## [STATED GOAL]
Only the lines starting at the one that contains "For the evaluation set, spot each instance of the dark trousers" and running to the end should be repeated, exactly as written.

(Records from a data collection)
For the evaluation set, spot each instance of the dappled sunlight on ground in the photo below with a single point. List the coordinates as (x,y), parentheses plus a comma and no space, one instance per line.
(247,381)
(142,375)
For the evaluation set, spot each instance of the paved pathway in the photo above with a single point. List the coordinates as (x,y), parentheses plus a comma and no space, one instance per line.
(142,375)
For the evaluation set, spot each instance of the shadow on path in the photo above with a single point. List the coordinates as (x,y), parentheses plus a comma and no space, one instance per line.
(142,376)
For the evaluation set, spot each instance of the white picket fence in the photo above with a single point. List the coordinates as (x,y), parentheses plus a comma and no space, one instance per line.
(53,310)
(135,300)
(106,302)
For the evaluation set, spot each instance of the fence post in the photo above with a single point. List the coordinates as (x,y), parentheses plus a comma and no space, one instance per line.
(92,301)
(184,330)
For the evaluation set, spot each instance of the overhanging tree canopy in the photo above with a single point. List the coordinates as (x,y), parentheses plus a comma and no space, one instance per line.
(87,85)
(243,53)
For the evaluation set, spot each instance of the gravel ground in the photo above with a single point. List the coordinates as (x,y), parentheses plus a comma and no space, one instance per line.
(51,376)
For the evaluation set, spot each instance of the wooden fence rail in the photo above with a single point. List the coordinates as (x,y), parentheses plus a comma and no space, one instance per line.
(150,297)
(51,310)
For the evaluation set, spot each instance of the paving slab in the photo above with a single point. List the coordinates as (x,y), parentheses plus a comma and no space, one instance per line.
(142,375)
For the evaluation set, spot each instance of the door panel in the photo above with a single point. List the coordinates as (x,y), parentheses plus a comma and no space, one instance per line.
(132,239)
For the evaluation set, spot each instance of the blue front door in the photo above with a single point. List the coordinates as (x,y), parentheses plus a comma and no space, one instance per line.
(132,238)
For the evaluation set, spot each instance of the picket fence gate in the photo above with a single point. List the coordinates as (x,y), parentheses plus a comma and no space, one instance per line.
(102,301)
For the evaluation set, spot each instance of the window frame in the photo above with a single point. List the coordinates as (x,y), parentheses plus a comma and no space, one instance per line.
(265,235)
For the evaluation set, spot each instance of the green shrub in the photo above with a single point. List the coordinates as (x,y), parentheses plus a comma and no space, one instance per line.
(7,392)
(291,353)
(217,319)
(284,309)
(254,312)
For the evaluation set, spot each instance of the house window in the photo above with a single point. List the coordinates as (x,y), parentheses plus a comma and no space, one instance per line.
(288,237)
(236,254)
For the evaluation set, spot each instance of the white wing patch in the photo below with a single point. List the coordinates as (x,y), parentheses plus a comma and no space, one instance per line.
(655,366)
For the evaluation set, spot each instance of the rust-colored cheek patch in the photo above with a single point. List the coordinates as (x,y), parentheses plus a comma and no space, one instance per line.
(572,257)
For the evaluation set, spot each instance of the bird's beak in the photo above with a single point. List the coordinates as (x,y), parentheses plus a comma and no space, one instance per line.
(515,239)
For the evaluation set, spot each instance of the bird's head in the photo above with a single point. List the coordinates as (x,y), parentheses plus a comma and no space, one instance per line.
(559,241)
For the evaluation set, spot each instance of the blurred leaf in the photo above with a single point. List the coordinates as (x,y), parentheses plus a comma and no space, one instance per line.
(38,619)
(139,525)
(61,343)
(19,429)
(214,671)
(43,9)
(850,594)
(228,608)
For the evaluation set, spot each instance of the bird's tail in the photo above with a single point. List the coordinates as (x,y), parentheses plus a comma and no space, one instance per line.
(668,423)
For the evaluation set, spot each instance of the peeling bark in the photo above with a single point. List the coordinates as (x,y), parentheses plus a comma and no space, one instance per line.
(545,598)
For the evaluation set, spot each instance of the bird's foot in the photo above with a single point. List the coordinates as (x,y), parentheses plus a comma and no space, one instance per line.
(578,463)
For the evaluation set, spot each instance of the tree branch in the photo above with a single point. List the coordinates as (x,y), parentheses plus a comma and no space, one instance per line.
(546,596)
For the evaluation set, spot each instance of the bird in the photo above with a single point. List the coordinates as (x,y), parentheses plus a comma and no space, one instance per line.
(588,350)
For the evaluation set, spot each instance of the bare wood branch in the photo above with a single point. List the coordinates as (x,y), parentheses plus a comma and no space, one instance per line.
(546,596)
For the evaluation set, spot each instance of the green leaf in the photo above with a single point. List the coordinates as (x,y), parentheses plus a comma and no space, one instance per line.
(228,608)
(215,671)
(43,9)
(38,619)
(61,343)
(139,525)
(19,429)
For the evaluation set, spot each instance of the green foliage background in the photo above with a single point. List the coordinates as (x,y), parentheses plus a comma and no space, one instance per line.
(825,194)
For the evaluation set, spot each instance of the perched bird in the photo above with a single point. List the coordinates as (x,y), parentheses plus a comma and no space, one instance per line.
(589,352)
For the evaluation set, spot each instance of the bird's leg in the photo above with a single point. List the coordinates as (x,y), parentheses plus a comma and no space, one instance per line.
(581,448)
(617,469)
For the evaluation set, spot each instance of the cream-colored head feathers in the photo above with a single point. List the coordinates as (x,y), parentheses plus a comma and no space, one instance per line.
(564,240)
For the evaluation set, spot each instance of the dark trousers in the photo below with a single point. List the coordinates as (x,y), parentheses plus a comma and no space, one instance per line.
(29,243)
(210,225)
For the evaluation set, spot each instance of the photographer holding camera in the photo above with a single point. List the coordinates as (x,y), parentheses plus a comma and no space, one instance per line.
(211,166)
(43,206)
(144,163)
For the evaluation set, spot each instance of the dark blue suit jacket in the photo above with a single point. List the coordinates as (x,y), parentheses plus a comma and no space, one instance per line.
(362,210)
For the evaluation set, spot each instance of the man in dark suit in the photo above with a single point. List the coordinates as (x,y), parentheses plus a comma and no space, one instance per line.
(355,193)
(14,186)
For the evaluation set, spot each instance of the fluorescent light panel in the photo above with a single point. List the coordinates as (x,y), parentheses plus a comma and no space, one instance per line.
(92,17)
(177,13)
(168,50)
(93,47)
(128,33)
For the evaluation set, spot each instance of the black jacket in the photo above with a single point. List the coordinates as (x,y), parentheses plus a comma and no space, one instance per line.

## [REPLY]
For the evaluation set, spot each instance of the dark trousers in the photo below with a single point. List the coordinates as (x,y), parentheses plus a comma and no space, one instance per line.
(29,243)
(210,225)
For the evaluation set, spot each instance of the photographer holding camera in the photo above with a single point. List the coordinates as (x,y), parentheses plus a comma and no space, one instance per line.
(211,166)
(43,206)
(144,163)
For the evaluation set, spot each instance of the dark blue suit jacket in the photo above with a single point. List the coordinates as (x,y), parentheses plus a comma and no space, one instance per line.
(362,210)
For the evaluation set, spot each instance of the man in dark suit in the photo above with a single point. List the coordinates as (x,y), parentheses plus a comma and no space, one instance per line.
(355,193)
(14,186)
For the evaluation set, spot each instance of the fluorescent light panel in the photo above with a single point. List the coordinates as (x,y), parentheses plus a comma and no space, one instance per line.
(92,17)
(177,13)
(168,50)
(93,47)
(128,33)
For the evaluation set, spot each instance of the black jacket in the photo above with a single point. List the coordinates as (x,y), parentheses plus a comma and no space, one instance per line.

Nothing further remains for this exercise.